[Texte source]
Et voilà pourquoi notre adorable Maître ne nous a pas seulement dit : Cherchez le royaume de Dieu; mais il ajoute : Et sa justice. Qu'est-ce que cette justice, sinon ces œuvres chrétiennes, cette sainteté de vie sans quoi l'on ne peut prétendre au royaume éternel? Car je viens de le dire, et je ne puis trop le répéter, ce royaume n'est que pour les saints. Il n'est ni pour les grands, ni pour les nobles, ni pour les riches, ni pour les savants : disons mieux, il est pour les grands, et pour les nobles, et pour les riches, et pour les savants, et pour tous les autres, pourvu qu'à la grandeur, qu'à la noblesse, qu'à l'opulence, qu'à la science, qu'à tous les avantages qu'ils possèdent ils joignent la sainteté. Tous ces avantages sans la sainteté seront réprouvés de Dieu, et la sainteté sans aucun de ces avantages sera couronnée de Dieu.

[Extraits de données]
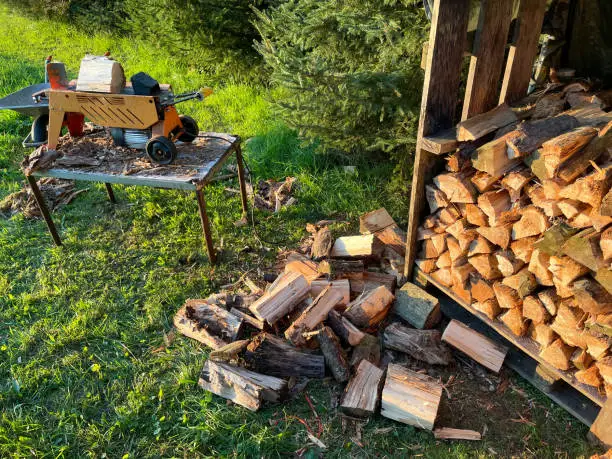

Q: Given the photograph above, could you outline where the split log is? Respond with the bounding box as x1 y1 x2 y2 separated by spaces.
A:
340 360 384 418
359 207 396 234
472 298 502 320
510 236 538 263
472 134 521 177
535 222 578 256
285 285 343 346
512 206 550 240
76 54 125 94
327 310 366 346
442 319 508 373
465 204 489 226
434 427 482 440
523 295 550 324
414 258 436 274
540 338 574 371
316 327 350 383
249 271 310 325
312 226 334 261
562 228 606 271
244 333 325 378
198 360 287 411
499 306 529 336
430 268 453 287
433 172 476 203
574 365 603 387
331 234 384 258
425 185 449 213
493 282 523 309
495 250 525 277
570 349 593 370
457 104 518 142
502 268 538 298
571 277 612 314
344 285 394 328
506 115 578 158
230 308 265 330
468 254 502 281
174 299 242 349
393 282 442 329
381 363 442 430
310 279 351 306
559 165 612 209
548 256 589 285
478 188 511 226
530 324 557 349
383 322 452 365
350 333 380 368
318 259 365 278
470 274 495 302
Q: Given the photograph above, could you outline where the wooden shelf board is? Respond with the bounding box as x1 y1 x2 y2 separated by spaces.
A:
414 266 606 407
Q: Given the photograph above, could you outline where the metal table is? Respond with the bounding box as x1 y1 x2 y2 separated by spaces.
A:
26 132 247 264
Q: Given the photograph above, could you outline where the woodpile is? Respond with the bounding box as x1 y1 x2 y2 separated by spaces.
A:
174 210 504 439
415 90 612 396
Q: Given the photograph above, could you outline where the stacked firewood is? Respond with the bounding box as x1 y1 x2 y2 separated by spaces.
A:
174 209 506 439
416 83 612 395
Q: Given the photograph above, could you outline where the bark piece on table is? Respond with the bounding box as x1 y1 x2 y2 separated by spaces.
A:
442 319 508 373
381 363 442 430
512 206 550 240
457 104 518 142
327 310 366 346
383 322 453 365
344 285 395 328
393 282 442 329
316 327 351 383
340 360 384 418
285 285 344 346
331 234 384 258
198 360 287 411
249 271 310 325
244 333 325 379
174 299 243 349
350 333 380 368
540 338 574 371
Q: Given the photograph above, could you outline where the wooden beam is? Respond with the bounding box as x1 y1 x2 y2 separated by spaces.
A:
499 0 546 103
404 0 469 277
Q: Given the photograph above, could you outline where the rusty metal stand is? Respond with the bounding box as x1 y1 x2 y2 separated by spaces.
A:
26 175 62 247
236 144 248 218
104 183 117 204
196 189 217 265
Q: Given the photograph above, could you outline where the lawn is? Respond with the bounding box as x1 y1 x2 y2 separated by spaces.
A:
0 7 604 458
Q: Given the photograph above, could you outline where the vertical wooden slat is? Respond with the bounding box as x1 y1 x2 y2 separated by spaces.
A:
405 0 469 276
461 0 514 120
499 0 546 104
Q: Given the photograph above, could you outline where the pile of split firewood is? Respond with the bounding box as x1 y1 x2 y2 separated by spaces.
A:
416 82 612 396
174 209 506 440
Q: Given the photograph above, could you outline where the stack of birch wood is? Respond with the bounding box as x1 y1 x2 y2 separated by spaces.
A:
416 82 612 395
174 209 506 439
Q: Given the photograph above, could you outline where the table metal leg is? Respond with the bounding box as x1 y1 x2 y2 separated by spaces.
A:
26 175 62 246
104 183 117 204
236 145 249 218
196 190 217 265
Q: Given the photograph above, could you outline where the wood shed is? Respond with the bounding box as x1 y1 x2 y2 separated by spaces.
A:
405 0 612 445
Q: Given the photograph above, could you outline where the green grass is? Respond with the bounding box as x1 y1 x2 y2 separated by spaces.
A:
0 4 604 457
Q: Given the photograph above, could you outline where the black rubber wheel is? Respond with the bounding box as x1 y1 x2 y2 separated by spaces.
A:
31 114 49 144
145 135 176 165
111 128 126 147
179 115 200 143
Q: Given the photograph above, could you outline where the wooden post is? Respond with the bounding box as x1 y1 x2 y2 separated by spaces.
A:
404 0 469 278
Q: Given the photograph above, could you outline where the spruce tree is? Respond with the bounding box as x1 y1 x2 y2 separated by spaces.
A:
255 0 428 164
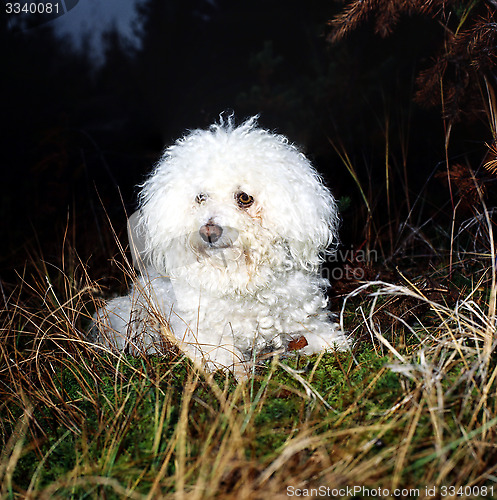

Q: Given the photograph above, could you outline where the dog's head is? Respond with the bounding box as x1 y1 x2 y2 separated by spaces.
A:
135 117 338 286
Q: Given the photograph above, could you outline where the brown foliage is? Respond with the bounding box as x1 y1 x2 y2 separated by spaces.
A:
329 0 497 121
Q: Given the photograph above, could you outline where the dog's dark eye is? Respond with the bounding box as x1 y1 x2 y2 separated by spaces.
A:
235 191 254 208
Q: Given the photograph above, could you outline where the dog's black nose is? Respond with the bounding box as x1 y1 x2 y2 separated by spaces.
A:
198 222 223 243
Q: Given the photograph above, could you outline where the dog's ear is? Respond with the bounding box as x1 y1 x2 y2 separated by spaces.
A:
128 210 150 275
266 165 339 269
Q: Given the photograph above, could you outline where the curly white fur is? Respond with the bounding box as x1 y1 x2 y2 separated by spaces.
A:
94 117 348 378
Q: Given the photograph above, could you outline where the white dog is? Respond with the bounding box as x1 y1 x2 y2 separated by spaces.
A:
93 117 348 378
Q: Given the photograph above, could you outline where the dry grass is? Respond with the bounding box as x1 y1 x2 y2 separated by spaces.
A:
0 207 497 499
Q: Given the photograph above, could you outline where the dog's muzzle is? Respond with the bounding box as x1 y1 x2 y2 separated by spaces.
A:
198 222 223 244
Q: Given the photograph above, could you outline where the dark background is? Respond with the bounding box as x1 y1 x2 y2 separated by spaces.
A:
0 0 493 279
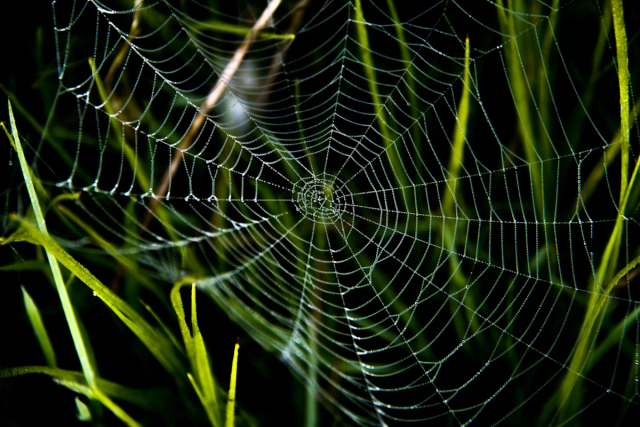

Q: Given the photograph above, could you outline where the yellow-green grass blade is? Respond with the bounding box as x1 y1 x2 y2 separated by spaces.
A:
0 221 184 386
225 339 240 427
56 204 156 291
442 36 480 344
171 278 221 426
76 396 91 422
21 286 56 368
0 366 147 426
611 0 630 204
139 300 184 354
8 101 96 387
387 0 424 176
559 0 640 418
0 260 49 271
191 283 221 426
355 0 408 188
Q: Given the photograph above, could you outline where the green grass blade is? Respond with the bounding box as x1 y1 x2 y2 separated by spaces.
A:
21 286 56 368
76 396 91 422
191 283 221 426
8 101 95 387
225 339 240 427
355 0 408 191
139 300 184 354
611 0 630 204
2 222 184 386
171 279 221 426
0 366 148 426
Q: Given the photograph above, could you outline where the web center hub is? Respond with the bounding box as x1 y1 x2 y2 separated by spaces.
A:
293 174 353 224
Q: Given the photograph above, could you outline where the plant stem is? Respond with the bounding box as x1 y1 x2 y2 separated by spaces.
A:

[Exercice] Reprenez, s'il vous plaît, l'extrait sur le royaume de Dieu à partir de l'endroit où il s'arrête. La liste est sans rapport avec l'extrait sur le royaume de Dieu.

[Corrigé]
Mais cette justice, cette sainteté de vie, ce mérite des œuvres, c'est ce qui ne nous accommode pas, et ce que nous mettons, dans le plan de notre conduite, au dernier rang. Du moment qu'on veut nous en parler, une foule de prétextes se présentent pour nous tenir lieu d'excuses, ou de prétendues excuses : on est trop occupé, on n'a pas le temps, on a des engagements indispensables, et à quoi l'on peut à peine suffire ; on est incommodé, on est d'une complexion délicate, on est dans le feu de la jeunesse, on est dans le déclin de l'âge ; en un mot, on a mille raisons, toutes aussi spécieuses, mais en même temps toutes aussi fausses les unes que les autres.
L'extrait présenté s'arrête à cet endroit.